**PAGE EXTRACT**
■ ■ ■ ■ ■ ■ ■

Pictured above: Ktown Cowboys’ director Daniel Park (left) and actor-writer Danny Cho. (Photo by Mike Lee)
by REERA YOO | @reeraboo
If you need a crash course in navigating the mystifying nightlife of Los Angeles’ Koreatown, then look no further than bromantic indie dramedy, Ktown Cowboys.
Directed by Daniel “DPD” Park, who created the web series of the same name, the Entourage-like film unravels like a cinematic guide to a night out in one of L.A.’s trendiest neighborhoods, complete with karaoke hostesses, “booking” clubs, after-hours soju bars and a secret Korean Uber service that drives intoxicated customers home.
In addition to its visual pageantry of excess, Ktown Cowboys (partly influenced by the Hollywood dramedy, Swingers ), is an adult-coming-of-age story that follows around five Korean American male besties in their late 20s who struggle with transitioning into adulthood and sort out life issues over rounds of Hite and soju in K-town’s late-night spots.
Although the film made its world premiere March 15 at South by Southwest in Austin, Tex., the film will be coming full circle on April 25, when it opens to a Los Angeles crowd at the Los Angeles Asian Pacific Film Festival. Park says his film, which plays out like a sleek music video with gorgeous lens flares and a hypnotic soundtrack, is meant to celebrate the idiosyncrasies of his hometown.
“There’s a certain mystery about K-town when you expose people to it for the first time. It’s exciting,” Park says, during an interview with KoreAm at Tom ‘N Toms café, shortly before SXSW.
Unapologetically raunchy with melodramatic beats, Ktown Cowboys puts its characters in slapstick predicaments, mostly involving awkward or sexual situations. But each is pursuing an American Dream that’s hindered by the cultural obstacles of growing up as a Korean American.
The film stars Shane Yoon (“Jason”), who plays the reluctant heir to his family-run company, which is on the brink of collapse thanks to an embezzlement scheme perpetrated by the CFO; Sunn Wee (“Sunny”), an aspiring entrepreneur who dutifully runs his ailing father’s liquor store; Danny Cho (“Danny”), a business consultant who quits his job to pursue comedy; Peter Jae (“Peter”), a studying fashion design; and Bobby Choy (“Robby”), also known as Big Phony, plays an adoptee stuck in a dead-end job who struggles to connect with his Korean roots.
As the original web series centered on the camaraderie of hard-partying Korean American buddies, Park thought it was fitting to cast his friends—even though most of them were not professional actors (the film features the same principal cast).

■ ■ ■ ■ ■ ■ ■

**RECORD EXTRACTS**
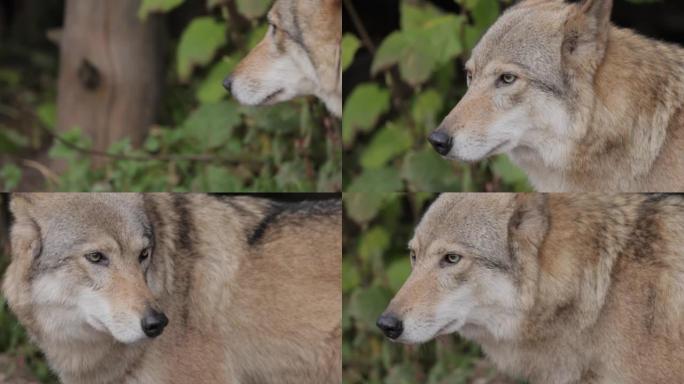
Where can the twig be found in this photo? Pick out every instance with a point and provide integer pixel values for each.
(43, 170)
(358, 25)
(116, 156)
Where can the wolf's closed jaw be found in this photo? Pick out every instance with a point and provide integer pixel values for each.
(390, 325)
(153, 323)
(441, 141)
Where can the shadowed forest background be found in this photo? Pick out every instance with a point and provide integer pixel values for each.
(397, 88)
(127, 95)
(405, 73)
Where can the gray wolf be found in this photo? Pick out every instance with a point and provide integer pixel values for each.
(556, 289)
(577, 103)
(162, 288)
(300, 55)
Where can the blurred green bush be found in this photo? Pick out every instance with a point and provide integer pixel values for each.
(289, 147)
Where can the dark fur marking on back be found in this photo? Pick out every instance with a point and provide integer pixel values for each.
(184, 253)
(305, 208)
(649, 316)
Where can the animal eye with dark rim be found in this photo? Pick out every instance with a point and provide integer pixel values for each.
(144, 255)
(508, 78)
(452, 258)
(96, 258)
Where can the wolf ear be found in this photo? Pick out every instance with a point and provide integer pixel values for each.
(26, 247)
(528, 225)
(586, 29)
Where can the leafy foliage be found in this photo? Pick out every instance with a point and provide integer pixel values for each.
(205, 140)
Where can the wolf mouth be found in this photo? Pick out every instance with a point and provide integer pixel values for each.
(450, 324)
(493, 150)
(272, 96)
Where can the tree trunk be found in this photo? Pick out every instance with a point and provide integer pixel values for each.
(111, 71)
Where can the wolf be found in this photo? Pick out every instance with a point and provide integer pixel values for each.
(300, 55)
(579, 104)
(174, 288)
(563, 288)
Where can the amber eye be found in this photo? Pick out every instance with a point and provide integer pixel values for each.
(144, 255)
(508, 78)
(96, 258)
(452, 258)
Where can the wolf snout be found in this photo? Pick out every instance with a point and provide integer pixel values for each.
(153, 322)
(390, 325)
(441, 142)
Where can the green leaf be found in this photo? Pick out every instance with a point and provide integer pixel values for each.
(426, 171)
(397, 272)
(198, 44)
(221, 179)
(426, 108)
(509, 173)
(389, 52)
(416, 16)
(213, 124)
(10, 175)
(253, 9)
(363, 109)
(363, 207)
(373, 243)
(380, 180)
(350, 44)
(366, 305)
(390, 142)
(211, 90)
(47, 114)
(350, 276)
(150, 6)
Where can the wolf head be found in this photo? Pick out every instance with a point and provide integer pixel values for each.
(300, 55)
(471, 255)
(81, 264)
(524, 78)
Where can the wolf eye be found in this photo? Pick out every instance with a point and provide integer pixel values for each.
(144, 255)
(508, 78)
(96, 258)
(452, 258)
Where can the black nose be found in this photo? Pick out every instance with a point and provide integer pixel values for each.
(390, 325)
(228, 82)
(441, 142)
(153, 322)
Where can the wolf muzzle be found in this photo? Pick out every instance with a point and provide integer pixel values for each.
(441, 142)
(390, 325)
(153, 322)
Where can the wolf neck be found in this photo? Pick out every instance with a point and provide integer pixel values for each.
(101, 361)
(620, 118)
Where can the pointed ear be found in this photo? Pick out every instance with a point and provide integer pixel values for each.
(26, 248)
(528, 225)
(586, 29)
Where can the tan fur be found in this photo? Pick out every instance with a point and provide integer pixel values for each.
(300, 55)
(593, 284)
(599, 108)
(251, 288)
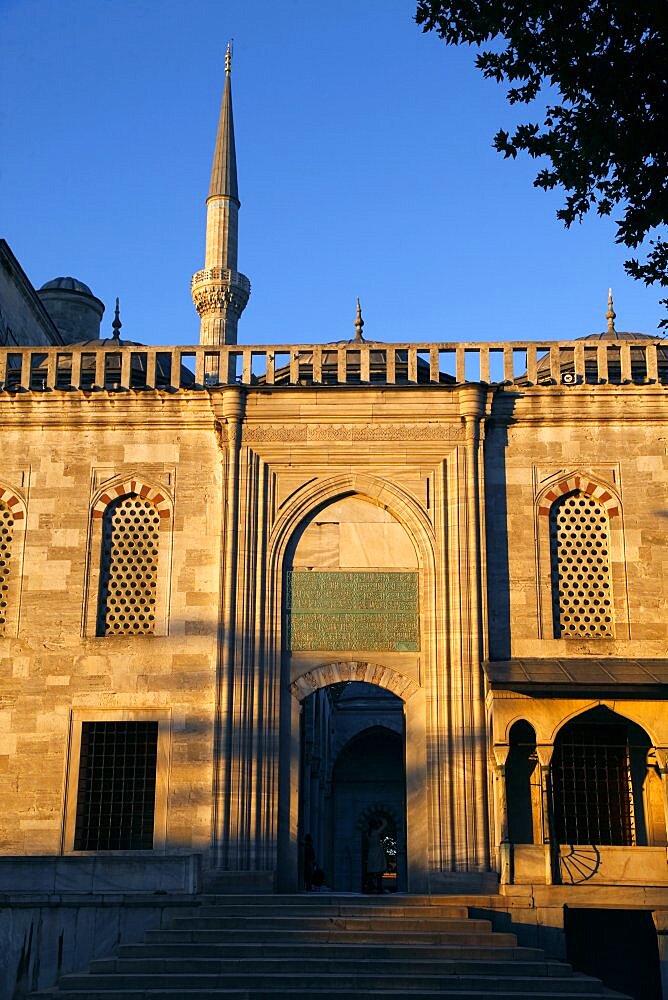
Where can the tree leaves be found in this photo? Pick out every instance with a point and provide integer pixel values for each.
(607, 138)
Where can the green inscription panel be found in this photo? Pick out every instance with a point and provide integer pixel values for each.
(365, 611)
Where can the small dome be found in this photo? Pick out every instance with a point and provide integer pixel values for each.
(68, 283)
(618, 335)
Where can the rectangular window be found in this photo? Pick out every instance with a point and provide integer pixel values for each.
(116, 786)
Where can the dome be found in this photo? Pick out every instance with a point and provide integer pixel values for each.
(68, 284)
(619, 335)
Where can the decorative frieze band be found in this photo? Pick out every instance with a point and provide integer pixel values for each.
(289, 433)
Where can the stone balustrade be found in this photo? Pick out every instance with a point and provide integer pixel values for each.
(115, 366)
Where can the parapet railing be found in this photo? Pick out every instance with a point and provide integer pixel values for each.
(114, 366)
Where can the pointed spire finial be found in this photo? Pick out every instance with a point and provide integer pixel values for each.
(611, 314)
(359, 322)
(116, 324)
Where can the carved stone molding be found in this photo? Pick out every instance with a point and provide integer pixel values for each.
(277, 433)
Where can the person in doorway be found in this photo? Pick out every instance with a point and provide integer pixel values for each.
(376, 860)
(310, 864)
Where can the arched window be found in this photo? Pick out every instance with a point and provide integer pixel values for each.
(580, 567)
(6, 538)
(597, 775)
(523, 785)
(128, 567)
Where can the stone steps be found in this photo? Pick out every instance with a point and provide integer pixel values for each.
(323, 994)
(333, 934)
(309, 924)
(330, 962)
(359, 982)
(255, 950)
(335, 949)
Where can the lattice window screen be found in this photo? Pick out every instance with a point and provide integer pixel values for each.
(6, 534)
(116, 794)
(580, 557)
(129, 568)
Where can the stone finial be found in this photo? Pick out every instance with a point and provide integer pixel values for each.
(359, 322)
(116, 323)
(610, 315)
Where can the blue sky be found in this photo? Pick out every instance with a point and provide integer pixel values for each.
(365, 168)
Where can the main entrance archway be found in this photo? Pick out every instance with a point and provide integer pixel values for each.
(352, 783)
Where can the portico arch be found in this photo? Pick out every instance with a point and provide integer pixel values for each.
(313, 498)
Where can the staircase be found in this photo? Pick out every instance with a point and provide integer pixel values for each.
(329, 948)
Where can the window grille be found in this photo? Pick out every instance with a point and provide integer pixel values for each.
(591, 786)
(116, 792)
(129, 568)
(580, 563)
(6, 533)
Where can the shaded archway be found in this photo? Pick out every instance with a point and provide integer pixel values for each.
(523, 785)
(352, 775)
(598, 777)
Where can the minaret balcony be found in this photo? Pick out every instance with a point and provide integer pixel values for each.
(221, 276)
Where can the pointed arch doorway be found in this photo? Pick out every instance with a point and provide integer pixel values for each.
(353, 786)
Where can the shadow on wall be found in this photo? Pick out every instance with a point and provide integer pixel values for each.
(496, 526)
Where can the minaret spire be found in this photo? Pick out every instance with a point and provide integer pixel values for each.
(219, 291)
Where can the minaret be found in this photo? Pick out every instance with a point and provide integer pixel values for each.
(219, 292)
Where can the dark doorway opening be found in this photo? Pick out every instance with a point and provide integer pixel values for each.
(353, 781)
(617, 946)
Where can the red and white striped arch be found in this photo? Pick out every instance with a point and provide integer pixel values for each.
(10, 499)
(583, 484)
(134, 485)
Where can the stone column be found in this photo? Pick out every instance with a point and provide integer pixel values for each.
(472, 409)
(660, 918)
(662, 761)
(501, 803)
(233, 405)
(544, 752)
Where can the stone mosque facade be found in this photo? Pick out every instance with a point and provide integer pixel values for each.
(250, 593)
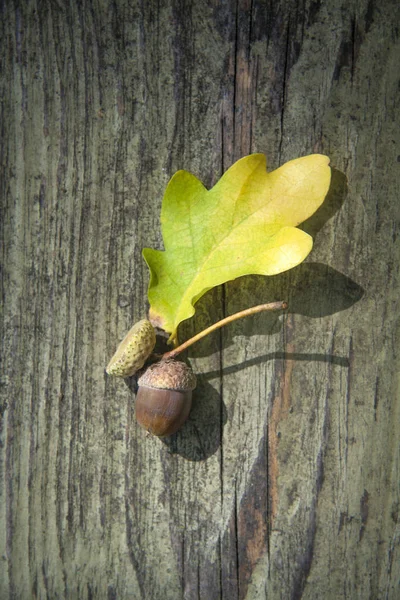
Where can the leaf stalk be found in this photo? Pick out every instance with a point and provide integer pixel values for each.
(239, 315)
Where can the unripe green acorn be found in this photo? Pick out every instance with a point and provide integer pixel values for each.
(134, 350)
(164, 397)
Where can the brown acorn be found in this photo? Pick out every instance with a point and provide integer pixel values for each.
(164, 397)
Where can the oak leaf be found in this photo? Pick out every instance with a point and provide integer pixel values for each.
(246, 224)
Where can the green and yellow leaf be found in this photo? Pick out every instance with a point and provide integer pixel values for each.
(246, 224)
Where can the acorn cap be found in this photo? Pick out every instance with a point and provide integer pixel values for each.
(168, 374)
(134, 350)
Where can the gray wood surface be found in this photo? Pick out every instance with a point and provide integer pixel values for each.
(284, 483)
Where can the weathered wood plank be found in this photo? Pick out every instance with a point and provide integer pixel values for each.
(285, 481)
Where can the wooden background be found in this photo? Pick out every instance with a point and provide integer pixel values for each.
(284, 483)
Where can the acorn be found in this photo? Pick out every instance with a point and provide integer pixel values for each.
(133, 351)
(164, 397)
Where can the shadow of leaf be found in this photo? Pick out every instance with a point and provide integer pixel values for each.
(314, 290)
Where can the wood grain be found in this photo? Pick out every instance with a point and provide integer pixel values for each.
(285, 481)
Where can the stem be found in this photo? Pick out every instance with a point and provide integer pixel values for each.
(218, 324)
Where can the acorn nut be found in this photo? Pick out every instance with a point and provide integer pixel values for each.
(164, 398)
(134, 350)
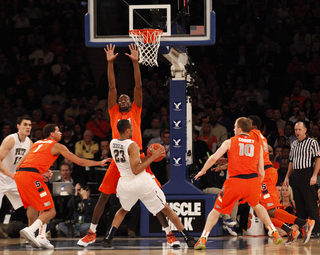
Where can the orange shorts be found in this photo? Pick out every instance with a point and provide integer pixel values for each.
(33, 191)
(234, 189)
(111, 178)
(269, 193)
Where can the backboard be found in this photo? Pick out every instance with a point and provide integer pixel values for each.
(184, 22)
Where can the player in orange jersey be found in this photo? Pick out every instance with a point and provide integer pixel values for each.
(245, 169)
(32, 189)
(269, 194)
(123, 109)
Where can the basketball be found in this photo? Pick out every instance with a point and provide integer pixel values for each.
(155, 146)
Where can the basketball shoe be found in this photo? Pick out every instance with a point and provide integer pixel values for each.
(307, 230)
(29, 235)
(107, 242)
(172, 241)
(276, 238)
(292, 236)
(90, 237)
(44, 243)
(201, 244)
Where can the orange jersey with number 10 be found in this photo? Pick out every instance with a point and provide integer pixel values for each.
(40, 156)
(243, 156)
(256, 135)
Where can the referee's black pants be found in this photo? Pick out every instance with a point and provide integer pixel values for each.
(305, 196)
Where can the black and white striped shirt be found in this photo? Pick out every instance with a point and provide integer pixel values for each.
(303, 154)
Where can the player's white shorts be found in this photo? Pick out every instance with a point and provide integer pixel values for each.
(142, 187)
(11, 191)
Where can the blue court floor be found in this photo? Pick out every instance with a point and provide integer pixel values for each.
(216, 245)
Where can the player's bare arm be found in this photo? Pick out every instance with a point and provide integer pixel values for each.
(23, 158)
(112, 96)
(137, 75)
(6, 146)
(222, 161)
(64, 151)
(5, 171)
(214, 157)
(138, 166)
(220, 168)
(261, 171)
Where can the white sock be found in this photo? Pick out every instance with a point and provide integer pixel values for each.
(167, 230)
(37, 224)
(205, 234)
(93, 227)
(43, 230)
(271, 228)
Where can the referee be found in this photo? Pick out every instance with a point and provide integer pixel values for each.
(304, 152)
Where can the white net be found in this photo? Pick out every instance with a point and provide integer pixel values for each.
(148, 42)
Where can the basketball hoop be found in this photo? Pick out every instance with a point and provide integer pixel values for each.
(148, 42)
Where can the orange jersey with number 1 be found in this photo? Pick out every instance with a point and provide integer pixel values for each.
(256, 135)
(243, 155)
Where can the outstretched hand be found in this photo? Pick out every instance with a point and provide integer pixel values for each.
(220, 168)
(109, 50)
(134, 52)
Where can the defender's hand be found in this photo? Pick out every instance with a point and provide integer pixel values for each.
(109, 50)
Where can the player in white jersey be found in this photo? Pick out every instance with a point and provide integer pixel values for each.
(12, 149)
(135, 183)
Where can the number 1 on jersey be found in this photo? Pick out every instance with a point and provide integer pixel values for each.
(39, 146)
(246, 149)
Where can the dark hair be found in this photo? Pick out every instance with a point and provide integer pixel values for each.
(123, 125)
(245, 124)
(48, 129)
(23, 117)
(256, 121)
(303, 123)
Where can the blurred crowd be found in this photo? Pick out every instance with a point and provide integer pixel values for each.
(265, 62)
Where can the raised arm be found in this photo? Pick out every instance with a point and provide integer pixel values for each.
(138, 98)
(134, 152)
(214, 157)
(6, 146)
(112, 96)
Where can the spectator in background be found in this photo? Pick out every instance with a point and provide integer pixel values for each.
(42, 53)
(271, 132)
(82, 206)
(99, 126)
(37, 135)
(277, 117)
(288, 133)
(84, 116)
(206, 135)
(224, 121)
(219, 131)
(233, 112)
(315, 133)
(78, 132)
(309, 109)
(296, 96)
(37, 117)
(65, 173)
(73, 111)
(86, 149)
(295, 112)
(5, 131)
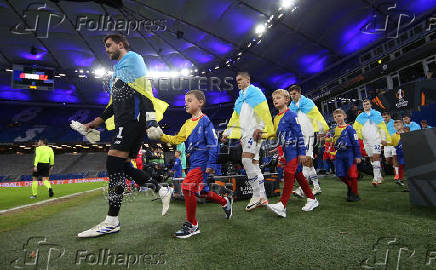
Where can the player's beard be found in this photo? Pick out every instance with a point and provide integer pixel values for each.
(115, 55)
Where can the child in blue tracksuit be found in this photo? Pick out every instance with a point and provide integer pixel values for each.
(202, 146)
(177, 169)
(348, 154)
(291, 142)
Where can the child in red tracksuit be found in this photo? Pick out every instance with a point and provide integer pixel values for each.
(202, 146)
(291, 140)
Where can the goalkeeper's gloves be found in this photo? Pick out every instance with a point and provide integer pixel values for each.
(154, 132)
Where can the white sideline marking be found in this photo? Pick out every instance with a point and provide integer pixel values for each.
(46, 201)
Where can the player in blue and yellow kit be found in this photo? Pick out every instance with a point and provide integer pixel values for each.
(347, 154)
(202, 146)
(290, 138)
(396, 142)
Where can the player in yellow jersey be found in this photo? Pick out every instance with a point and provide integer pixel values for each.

■ ■ ■ ■ ■ ■ ■

**PROBLEMS TO SOLVE**
A: Answer these questions about the Ktown Cowboys article:
(i) Where did the film have its world premiere?
(ii) Which Hollywood dramedy partly influenced the film?
(iii) What job does Danny Cho's character quit in order to pursue comedy?
B: List every line of the entries that contains the string "finial". Case counts.
The article and the entries come from separate, unrelated sources.

**TASK-BY-TASK RESULTS**
A:
(i) At South by Southwest in Austin, Tex., on March 15.
(ii) Swingers.
(iii) His job as a business consultant.

B:
Where can the pointed spire finial be found in this photo? Pick out every instance with a point and provide integer pixel values for each.
Where can the stone finial be found in this photo? Pick out every instance with a point and provide integer pixel values for each.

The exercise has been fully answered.